+++ The records

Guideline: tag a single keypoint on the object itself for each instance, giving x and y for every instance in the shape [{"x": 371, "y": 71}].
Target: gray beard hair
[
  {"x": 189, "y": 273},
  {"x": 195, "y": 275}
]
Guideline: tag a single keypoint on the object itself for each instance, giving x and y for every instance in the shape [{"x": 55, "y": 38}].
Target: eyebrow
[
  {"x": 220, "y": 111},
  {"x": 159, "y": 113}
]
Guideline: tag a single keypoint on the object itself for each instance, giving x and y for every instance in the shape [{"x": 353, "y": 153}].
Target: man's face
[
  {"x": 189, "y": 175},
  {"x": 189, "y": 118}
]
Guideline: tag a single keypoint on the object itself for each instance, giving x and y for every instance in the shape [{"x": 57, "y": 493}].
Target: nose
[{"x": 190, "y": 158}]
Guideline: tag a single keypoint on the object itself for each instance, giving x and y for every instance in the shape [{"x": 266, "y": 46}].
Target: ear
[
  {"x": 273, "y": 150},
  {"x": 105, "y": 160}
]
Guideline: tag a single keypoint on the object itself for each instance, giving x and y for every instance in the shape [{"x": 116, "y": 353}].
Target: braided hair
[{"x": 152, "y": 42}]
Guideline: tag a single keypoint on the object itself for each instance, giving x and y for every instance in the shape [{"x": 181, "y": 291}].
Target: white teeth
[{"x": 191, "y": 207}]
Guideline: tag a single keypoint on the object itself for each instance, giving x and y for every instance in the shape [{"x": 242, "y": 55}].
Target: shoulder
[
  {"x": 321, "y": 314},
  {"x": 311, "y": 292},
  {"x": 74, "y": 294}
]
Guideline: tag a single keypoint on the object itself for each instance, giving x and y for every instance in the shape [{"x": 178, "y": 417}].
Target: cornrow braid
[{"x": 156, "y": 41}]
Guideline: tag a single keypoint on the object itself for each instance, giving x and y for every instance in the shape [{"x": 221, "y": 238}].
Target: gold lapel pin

++++++

Reproduce all of the records above word for word, every line from the first through the last.

Guideline: tag a single keypoint on the object itself for each instance, giving x and y for every instance in the shape [{"x": 371, "y": 71}].
Target: gray beard hair
[
  {"x": 189, "y": 273},
  {"x": 195, "y": 275}
]
Guideline: tag a single keypoint on the object itself for each instance, giving x and y for every instance in the shape [{"x": 55, "y": 38}].
Target: eyebrow
[
  {"x": 220, "y": 111},
  {"x": 159, "y": 113}
]
Guideline: tag a single keypoint on the object itself for each instance, giving x and y for every instance in the shape [{"x": 353, "y": 153}].
Target: man's face
[
  {"x": 189, "y": 175},
  {"x": 189, "y": 118}
]
Guideline: tag a single keypoint on the object itself for each instance, giving x and y for every instance in the shape [{"x": 57, "y": 493}].
Target: nose
[{"x": 190, "y": 158}]
Guideline: tag a single keypoint on the object itself for each instance, giving x and y for every instance in the shape [{"x": 266, "y": 46}].
Target: ear
[
  {"x": 273, "y": 150},
  {"x": 105, "y": 160}
]
Guideline: tag a single keypoint on the object itself for each instance, giving x and y for every instance in the shape [{"x": 116, "y": 353}].
Target: braided hair
[{"x": 152, "y": 42}]
Guideline: tag a single keypoint on the object itself for each instance, giving x and y for every instance in the shape [{"x": 181, "y": 291}].
Target: white teeth
[{"x": 191, "y": 207}]
Guideline: tag a single keypoint on the object itself for each instance, giving x and y for every instance in the shape [{"x": 242, "y": 55}].
Target: shoulder
[
  {"x": 321, "y": 314},
  {"x": 311, "y": 292},
  {"x": 74, "y": 294}
]
Guideline: tag a single keypoint on the object itself for each instance, giving x and y for every instance in the shape [{"x": 178, "y": 417}].
Target: cornrow braid
[{"x": 156, "y": 41}]
Guideline: tag a single keypoint on the object itself for each instance, giving x and y for every instance in the shape [{"x": 221, "y": 238}].
Target: gold lapel pin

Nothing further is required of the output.